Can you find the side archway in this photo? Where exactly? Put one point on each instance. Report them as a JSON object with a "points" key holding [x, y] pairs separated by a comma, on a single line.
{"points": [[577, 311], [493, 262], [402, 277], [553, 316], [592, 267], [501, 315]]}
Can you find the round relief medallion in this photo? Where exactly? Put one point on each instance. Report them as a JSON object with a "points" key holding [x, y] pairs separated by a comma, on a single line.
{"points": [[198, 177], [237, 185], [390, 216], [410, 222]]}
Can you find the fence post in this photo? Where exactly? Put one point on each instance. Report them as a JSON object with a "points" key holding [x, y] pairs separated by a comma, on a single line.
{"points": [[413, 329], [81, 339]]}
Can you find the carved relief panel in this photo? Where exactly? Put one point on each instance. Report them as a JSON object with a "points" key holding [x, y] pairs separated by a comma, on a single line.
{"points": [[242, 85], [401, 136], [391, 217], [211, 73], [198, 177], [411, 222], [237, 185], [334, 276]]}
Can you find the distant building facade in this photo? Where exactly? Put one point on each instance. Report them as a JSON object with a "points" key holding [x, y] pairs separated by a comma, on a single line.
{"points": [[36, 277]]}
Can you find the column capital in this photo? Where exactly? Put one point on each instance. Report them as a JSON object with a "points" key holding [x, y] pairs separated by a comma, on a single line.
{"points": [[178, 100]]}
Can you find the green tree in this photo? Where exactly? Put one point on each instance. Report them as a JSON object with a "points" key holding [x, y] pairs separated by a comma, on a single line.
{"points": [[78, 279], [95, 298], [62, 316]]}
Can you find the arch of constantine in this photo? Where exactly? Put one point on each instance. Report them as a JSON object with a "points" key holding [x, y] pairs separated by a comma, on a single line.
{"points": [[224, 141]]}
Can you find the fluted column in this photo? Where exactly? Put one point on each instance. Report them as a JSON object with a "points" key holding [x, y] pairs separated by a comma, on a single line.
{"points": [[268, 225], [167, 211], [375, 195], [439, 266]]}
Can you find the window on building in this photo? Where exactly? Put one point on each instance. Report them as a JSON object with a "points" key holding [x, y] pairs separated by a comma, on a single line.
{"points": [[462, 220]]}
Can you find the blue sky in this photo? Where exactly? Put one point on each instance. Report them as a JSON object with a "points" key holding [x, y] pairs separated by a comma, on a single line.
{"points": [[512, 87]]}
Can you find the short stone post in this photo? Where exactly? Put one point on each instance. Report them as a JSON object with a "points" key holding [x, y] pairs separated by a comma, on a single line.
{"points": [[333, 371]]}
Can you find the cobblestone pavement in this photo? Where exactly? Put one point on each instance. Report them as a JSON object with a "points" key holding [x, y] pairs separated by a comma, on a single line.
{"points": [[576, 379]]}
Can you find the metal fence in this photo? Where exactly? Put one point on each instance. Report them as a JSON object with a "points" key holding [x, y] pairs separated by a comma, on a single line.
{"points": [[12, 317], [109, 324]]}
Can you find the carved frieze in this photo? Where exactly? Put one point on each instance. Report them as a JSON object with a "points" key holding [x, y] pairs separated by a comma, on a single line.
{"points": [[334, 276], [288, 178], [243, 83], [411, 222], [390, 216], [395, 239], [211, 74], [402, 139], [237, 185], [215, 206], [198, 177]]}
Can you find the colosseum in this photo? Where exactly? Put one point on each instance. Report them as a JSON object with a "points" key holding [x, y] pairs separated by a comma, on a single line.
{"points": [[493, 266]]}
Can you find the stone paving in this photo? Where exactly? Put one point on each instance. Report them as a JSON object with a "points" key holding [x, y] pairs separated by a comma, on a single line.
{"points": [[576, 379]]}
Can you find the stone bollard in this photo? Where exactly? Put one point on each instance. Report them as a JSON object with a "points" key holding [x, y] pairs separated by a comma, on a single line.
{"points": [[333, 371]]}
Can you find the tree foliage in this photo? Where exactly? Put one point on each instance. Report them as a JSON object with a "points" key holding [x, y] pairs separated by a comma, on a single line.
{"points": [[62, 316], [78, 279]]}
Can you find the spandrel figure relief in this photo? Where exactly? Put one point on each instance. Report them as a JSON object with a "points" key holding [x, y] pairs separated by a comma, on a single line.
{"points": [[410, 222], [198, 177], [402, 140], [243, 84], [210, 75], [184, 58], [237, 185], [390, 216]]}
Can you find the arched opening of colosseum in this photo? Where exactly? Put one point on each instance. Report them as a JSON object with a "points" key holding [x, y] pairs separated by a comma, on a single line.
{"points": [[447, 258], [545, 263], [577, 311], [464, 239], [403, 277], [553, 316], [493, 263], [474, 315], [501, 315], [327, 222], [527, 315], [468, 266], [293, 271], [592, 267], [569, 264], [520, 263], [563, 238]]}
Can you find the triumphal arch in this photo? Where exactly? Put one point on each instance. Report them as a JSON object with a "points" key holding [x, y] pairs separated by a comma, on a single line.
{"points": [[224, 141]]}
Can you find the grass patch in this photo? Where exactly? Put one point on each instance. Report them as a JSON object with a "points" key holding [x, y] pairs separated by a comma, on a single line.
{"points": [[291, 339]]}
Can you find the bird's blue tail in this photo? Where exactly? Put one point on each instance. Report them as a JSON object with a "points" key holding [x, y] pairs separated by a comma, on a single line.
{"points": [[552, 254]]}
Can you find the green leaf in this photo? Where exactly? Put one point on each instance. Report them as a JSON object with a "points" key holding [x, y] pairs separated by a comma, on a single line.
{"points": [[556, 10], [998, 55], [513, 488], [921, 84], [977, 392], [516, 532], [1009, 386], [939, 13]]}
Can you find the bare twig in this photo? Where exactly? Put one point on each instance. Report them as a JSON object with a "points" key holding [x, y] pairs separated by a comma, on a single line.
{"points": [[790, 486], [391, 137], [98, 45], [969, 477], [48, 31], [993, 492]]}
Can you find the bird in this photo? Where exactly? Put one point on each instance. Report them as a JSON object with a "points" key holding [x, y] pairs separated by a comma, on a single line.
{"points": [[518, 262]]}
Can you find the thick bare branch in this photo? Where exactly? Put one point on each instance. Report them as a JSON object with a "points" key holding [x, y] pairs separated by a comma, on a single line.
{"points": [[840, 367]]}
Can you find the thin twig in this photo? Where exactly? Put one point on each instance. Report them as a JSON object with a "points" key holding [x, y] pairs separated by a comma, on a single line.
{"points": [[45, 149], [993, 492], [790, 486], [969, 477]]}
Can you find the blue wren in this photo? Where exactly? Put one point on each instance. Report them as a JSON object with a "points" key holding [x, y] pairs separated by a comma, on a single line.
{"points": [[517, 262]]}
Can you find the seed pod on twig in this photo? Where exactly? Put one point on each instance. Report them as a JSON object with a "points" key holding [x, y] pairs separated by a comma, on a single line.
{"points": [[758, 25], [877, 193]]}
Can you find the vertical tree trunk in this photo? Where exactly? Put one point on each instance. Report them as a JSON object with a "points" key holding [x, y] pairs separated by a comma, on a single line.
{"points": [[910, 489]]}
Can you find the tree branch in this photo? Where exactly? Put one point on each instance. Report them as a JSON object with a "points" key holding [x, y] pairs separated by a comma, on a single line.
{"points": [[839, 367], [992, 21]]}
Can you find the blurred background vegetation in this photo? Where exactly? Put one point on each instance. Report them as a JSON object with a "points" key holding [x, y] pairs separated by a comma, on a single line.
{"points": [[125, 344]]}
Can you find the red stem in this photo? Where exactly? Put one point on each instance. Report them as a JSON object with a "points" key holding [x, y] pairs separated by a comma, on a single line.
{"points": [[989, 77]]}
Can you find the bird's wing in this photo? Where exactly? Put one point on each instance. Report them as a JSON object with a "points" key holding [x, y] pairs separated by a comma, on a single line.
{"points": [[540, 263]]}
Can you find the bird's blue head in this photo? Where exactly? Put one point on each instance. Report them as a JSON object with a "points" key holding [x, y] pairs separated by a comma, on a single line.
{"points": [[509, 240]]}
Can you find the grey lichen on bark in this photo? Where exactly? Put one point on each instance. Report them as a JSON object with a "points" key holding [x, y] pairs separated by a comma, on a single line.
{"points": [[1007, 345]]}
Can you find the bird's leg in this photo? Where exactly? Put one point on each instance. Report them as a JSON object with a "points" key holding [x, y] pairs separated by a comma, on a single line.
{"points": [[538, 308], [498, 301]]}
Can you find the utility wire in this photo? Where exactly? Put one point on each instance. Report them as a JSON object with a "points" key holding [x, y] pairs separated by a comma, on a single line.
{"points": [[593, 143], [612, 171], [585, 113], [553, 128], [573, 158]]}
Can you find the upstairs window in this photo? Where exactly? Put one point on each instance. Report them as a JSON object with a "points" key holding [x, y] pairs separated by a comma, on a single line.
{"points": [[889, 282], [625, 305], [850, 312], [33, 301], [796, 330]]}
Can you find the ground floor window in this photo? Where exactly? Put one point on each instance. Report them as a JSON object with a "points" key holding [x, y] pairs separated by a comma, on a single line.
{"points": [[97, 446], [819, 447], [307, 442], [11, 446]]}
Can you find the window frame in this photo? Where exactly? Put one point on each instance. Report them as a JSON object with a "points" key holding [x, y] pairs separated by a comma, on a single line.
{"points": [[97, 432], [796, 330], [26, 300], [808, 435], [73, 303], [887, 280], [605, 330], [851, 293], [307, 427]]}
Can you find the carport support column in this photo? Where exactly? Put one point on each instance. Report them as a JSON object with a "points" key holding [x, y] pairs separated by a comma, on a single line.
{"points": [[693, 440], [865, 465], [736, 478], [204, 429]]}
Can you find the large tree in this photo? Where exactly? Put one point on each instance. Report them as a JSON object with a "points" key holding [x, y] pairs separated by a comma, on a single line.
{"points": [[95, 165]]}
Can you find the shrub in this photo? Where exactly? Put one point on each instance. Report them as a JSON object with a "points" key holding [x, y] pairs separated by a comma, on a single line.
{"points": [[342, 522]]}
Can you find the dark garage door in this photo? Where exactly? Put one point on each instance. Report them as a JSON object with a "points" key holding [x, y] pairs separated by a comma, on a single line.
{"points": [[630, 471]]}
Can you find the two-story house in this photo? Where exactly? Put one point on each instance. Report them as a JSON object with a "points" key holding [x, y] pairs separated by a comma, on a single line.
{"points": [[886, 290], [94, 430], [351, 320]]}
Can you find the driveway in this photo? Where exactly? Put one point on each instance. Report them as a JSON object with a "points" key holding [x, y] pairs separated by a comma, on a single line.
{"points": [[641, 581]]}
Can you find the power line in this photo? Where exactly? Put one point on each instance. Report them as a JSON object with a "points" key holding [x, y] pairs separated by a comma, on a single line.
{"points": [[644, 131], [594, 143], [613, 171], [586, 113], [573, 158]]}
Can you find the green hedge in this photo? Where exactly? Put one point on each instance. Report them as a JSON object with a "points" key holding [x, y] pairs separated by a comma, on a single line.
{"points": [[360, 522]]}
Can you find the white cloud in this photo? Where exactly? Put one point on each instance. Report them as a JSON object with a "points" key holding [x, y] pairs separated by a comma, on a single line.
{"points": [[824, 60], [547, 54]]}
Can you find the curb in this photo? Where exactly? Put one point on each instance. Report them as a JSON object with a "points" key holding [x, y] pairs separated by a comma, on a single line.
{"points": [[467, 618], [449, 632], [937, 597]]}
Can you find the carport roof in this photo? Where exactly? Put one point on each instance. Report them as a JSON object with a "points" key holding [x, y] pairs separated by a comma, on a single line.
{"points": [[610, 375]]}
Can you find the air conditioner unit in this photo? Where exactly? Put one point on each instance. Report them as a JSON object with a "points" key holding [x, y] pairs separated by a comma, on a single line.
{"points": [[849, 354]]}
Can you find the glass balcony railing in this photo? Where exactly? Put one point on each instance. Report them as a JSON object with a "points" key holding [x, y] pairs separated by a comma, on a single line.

- **WHAT YOU SHOULD DO**:
Retype the lines above without alteration. The first is the one containing "Can you find the driveway", and the last is the final line of the data.

- **FINISHED TASK**:
Can you find the driveway in this photo? Where exactly? Put one point on each instance. Report them as a JSON object with a "points" key holding [x, y] pairs separated by a comma, on a single line.
{"points": [[641, 581]]}
Can you find the power line in this photo? Where exactly? Put one point on each instance. Report them as a JSON object with a "points" key holding [x, y] pairs separated by a comma, on a single line.
{"points": [[644, 131], [594, 143], [613, 171], [586, 113], [573, 158]]}
Can you find the green hedge in this photo? Where exactly? Put one point on each instance. Report them as a JSON object with a "points" key holding [x, y] pairs separated by a comma, on a single line.
{"points": [[360, 522]]}
Can you find the white cloud in this photo? Where exactly? Put one point on each instance. Report them as a JSON object with a "points" key holding [x, y] pairs separated by a comma, on a single line.
{"points": [[824, 60], [547, 54]]}
Can you find the curb in this photo? Where exactly? Put one point on each instance. Report them as a JSON object with a "points" key holding [x, y] pairs separated by a comma, on a single line.
{"points": [[467, 618], [449, 632], [937, 597]]}
Can you find the carport roof in this photo? Where exactly? Put one point on each instance. Report them as a JSON object with a "points" key holding [x, y] pairs separated by a comma, on a single line.
{"points": [[610, 375]]}
Can you find the air conditioner unit in this photo? Where exactly? Put one point on each instance. Report them as a JSON object with a "points" key holding [x, y] pairs separated by a comma, on a single line.
{"points": [[849, 354]]}
Can you find the glass balcony railing in this photo? Where exactly? Put one point on each instance. Report them as a JSON object with a "points" key holding [x, y] pairs separated by a comma, on a single line.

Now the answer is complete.